[Stored items from a collection]
^^^^^^^^^^^^^^^^

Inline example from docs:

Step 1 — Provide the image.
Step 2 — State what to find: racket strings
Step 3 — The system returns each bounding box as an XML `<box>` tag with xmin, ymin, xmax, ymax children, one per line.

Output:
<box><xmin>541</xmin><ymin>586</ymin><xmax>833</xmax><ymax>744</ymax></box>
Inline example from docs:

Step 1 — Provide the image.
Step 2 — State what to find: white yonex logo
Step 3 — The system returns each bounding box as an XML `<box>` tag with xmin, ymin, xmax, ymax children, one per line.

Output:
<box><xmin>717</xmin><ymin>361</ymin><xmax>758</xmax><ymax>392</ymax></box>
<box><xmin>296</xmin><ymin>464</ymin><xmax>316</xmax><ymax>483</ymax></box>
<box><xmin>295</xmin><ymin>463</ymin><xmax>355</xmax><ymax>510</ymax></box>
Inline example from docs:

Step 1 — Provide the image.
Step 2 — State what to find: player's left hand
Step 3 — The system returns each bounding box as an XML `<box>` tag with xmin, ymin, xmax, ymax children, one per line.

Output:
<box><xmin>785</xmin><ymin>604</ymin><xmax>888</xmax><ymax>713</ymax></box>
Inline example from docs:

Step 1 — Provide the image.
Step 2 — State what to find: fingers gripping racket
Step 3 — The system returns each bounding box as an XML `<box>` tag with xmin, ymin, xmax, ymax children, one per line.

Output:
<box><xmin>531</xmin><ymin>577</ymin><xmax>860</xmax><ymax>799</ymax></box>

^^^^^^^^^^^^^^^^

* What the task requires
Without altering a single word, set down all the entries again.

* Task output
Inline example from docs:

Step 1 — Provide the image.
Step 2 — State what to find: racket strings
Step 3 — The system returns each bounding box as an XML `<box>` tag with xmin, ymin, xmax, ymax children, one per line.

Output:
<box><xmin>541</xmin><ymin>586</ymin><xmax>833</xmax><ymax>744</ymax></box>
Inline example from docs:

Step 1 — Provide the image.
Step 2 — State what to find: white yonex logo
Step 3 — The system returns each bounding box as an XML `<box>` tag with xmin, ymin, xmax, ymax children, one per line.

Output:
<box><xmin>717</xmin><ymin>361</ymin><xmax>758</xmax><ymax>392</ymax></box>
<box><xmin>296</xmin><ymin>464</ymin><xmax>316</xmax><ymax>483</ymax></box>
<box><xmin>295</xmin><ymin>463</ymin><xmax>355</xmax><ymax>510</ymax></box>
Inline example from docs:

Step 1 — Provide the image.
Step 2 — State what to find: player's left hand
Step 3 — The system returns each bounding box as an XML `<box>` tag with xmin, ymin, xmax, ymax children, one per line.

Output:
<box><xmin>785</xmin><ymin>604</ymin><xmax>888</xmax><ymax>713</ymax></box>
Inline example from docs:

Step 1 — Provide the image.
Step 2 — State what to find: fingers gripping racket
Step 3 — The system returns each bounding box as an XML `<box>` tag with xmin, ymin, xmax, ymax children, one per line.

Output:
<box><xmin>531</xmin><ymin>577</ymin><xmax>860</xmax><ymax>799</ymax></box>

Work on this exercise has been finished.